(What is required):
Transcribe the listing that follows in full, omitting pictures.

(Data records):
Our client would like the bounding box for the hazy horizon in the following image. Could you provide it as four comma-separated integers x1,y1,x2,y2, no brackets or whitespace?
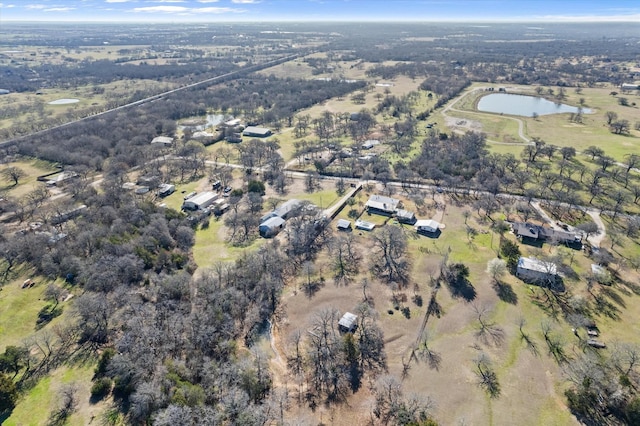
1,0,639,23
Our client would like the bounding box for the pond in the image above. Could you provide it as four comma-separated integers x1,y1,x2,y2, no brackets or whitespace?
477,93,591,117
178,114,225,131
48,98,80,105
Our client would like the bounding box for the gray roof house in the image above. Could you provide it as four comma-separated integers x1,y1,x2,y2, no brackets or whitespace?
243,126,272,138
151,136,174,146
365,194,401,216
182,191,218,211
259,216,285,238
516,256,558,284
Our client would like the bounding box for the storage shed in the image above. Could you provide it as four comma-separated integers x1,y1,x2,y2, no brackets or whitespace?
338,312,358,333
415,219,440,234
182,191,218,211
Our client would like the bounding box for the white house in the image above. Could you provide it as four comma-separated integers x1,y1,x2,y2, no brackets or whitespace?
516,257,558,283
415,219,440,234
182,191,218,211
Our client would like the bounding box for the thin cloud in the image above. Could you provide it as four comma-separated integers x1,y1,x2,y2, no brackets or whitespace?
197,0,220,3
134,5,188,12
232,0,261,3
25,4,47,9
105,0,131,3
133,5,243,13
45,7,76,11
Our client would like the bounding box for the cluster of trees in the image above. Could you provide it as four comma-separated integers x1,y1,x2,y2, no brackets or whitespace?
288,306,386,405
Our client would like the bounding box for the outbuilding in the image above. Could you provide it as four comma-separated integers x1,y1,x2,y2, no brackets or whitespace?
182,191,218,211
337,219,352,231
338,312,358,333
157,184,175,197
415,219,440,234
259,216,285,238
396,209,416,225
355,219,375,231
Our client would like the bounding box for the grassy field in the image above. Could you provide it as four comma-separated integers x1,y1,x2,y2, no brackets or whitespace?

(Solution for this problem):
Our client would like the bounding box for the hazy horizon in the following image. Could you provide it as four comma-separated integers x1,y1,x2,y2, no brackets or whitespace?
1,0,639,23
Our client would like the bounding box for the pond in the image above. Could you provide it as four comma-separated integers x1,y1,x2,y2, no brackets or whitespace?
477,93,591,117
178,114,225,131
48,98,80,105
Our client would like the bounding box for the gray roof house in the image above. Could you provide it as four comma-separated integers x1,y1,x2,y2, no brackets or whitespace?
243,126,272,138
151,136,174,146
365,194,401,216
182,191,218,211
259,216,285,238
516,256,558,284
Our client would like the bounding box for the storage shed in the image above. Could you provide it as four comma-separated integers x1,y1,x2,y2, no brackets or whitespace?
338,312,358,333
415,219,440,234
182,191,218,211
Our client would like the bounding box for the white house in the image above. Could you provide it as four comma-separated integers x1,y1,x2,y2, no brackets or whitespace?
516,257,558,283
415,219,440,234
182,191,218,211
Our client would like the bounding box for the thin cloud in the image above. Could you provide it as four comma-separated integers x1,y1,x2,y2, no brackets or whitespace?
197,0,220,3
134,5,188,12
232,0,261,3
25,4,47,9
105,0,131,3
133,5,243,13
45,7,76,11
Our client would like the bounding box for the cluster of trees in the image above. Could you provide it as four comma-separated integers x1,y1,x2,y2, no brackets or whitespace?
288,306,386,405
Our client would like the bounding box for the outbuilding in the image above. Could you provide it as four comma-separated integers x1,y1,x2,y2, no brackets or whitespace?
182,191,218,211
337,219,352,231
338,312,358,333
157,184,175,197
415,219,440,234
259,216,285,238
396,209,416,225
355,219,375,231
Our client would like the bounding box for the grassy field in the image above. Could you provide it as four comma-separated integers x1,y1,x2,y2, no brackets or whitespace?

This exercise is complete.